» PASSAGE:
The system by default preserves the previously booted deployment, providing an "A/B partition" type feel, allowing quick system rollbacks for the entire OS content (kernel and userspace).
This is a dependency of the Changes/Atomic_Cloud_Image. [2]
== Detailed Description == rpm-ostree is far from the first effort in the field of "image-like" update systems in Fedora. The StatelessLinux [3] project was first prototyped in Fedora Core 6 timeframe. Today, particularly in the cloud, many deployments perform OS upgrades by terminating an instance, and booting a new OS image and having it discover previous state stored in an external volume or network store.
Another model is to perform an atomic upgrade by delivering the OS content via an ISO or USB stick, and simply swapping it out, then rebooting. The oVirt Node [4] is an example of this model.
The most challenging case though is stateful systems that require online/incremental Internet/Intranet connected upgrades. This is the default model for traditional Fedora package managers such as yum. A common approach for this to have an "A/B" partition model, and to use rsync or a custom tool to perform upgrades offline into the non-active partition.
rpm-ostree is attempting to address this last case, but in a more flexible and dynamic fashion. It has some of the flexibility of package systems, with the atomic upgrade and rollback of image-based systems. Furthermore, rpm-ostree intends to bind together the world of packages with an image-like update system. For example, an "rpm-ostree upgrade" command can show the system administrator the package-level diff.

» SOURCE MATERIAL:
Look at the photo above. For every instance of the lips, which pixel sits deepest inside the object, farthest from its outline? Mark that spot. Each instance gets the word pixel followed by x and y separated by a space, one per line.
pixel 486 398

» EXERCISE TASKS:
1. Reproduce the rpm-ostree passage from "The most challenging" to "the package-level diff.".
2. According to the rpm-ostree passage, in which Fedora Core timeframe was the StatelessLinux project first prototyped?

» RESULTS OF THE TASKS:
1.
The most challenging case though is stateful systems that require online/incremental Internet/Intranet connected upgrades. This is the default model for traditional Fedora package managers such as yum. A common approach for this to have an "A/B" partition model, and to use rsync or a custom tool to perform upgrades offline into the non-active partition.
rpm-ostree is attempting to address this last case, but in a more flexible and dynamic fashion. It has some of the flexibility of package systems, with the atomic upgrade and rollback of image-based systems. Furthermore, rpm-ostree intends to bind together the world of packages with an image-like update system. For example, an "rpm-ostree upgrade" command can show the system administrator the package-level diff.

2. Fedora Core 6